Source records:
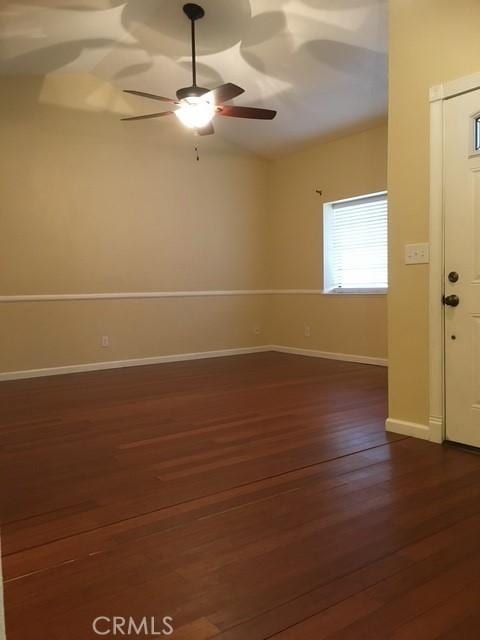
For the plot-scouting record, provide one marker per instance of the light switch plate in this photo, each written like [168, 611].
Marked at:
[417, 253]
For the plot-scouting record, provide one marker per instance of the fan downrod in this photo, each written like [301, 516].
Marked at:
[193, 11]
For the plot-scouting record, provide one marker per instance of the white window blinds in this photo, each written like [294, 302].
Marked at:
[356, 244]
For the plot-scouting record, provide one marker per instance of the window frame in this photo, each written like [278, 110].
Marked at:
[328, 286]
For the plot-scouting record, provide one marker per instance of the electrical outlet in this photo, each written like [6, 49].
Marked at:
[417, 253]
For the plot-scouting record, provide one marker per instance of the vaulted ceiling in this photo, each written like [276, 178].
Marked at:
[321, 63]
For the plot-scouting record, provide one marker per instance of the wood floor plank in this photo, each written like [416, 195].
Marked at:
[255, 496]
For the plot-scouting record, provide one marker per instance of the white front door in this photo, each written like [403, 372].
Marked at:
[462, 268]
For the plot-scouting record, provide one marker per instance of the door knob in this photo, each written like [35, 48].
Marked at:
[451, 301]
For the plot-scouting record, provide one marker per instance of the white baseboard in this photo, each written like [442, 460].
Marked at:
[119, 364]
[327, 355]
[415, 430]
[179, 357]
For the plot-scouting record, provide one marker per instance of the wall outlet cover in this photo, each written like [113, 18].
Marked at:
[417, 253]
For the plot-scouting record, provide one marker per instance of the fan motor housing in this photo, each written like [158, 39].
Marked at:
[193, 11]
[191, 92]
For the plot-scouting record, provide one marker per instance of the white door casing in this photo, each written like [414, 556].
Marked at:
[462, 256]
[440, 96]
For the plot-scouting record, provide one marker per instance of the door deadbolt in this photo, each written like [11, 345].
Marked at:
[451, 301]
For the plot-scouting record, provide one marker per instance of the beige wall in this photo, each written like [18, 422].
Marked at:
[90, 204]
[431, 41]
[346, 167]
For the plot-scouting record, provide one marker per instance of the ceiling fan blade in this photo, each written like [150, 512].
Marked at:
[206, 131]
[151, 96]
[150, 115]
[223, 93]
[252, 113]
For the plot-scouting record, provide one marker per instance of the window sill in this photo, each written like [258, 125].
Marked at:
[355, 292]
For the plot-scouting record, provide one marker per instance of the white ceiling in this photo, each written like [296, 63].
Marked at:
[321, 63]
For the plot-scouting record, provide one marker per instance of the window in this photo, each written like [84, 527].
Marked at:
[356, 245]
[477, 134]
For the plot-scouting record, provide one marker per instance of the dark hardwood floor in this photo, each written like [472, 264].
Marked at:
[249, 498]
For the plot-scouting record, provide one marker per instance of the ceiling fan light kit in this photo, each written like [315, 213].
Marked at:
[197, 106]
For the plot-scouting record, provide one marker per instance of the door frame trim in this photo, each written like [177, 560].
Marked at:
[438, 95]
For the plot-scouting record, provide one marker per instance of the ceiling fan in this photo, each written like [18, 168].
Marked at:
[197, 106]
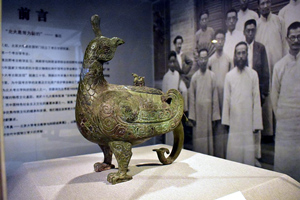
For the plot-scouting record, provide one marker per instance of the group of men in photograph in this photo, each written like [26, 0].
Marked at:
[253, 75]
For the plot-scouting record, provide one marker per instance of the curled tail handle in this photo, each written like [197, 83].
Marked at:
[177, 146]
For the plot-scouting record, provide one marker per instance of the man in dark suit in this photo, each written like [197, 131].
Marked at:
[257, 60]
[183, 67]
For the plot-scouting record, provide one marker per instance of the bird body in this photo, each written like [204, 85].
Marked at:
[116, 117]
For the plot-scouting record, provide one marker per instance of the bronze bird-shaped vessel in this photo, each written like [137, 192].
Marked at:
[116, 117]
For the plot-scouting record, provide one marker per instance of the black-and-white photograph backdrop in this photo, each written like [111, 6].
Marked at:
[244, 108]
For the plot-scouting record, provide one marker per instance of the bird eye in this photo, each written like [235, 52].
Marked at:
[93, 46]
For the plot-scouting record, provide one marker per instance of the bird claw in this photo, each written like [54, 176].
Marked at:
[118, 177]
[99, 167]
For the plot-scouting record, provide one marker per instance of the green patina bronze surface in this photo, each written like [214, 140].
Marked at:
[116, 117]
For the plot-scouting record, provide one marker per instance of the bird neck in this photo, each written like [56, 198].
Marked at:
[95, 75]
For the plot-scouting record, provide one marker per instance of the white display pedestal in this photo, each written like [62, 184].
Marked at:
[191, 176]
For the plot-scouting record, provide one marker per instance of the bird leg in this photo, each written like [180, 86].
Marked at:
[106, 165]
[122, 152]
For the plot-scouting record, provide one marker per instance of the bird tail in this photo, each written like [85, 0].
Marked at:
[177, 146]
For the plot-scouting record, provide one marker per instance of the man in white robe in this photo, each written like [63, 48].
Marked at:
[203, 105]
[219, 63]
[172, 77]
[232, 36]
[244, 15]
[241, 108]
[270, 29]
[205, 34]
[257, 60]
[285, 97]
[290, 13]
[185, 65]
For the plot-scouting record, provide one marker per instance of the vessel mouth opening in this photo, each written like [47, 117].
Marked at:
[169, 100]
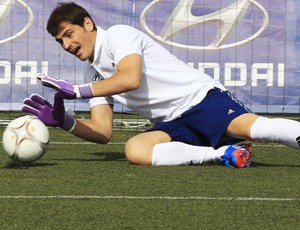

Activity: Please filter the entries above down to the lines holding "frame" and copy them.

Solution for this exercise:
For the plot-scouting record, provide one marker per instance of the window frame in this photo, each written like [278, 110].
For the plot-scouting record, provide one marker per instance of the door frame trim in this photo, each written like [177, 560].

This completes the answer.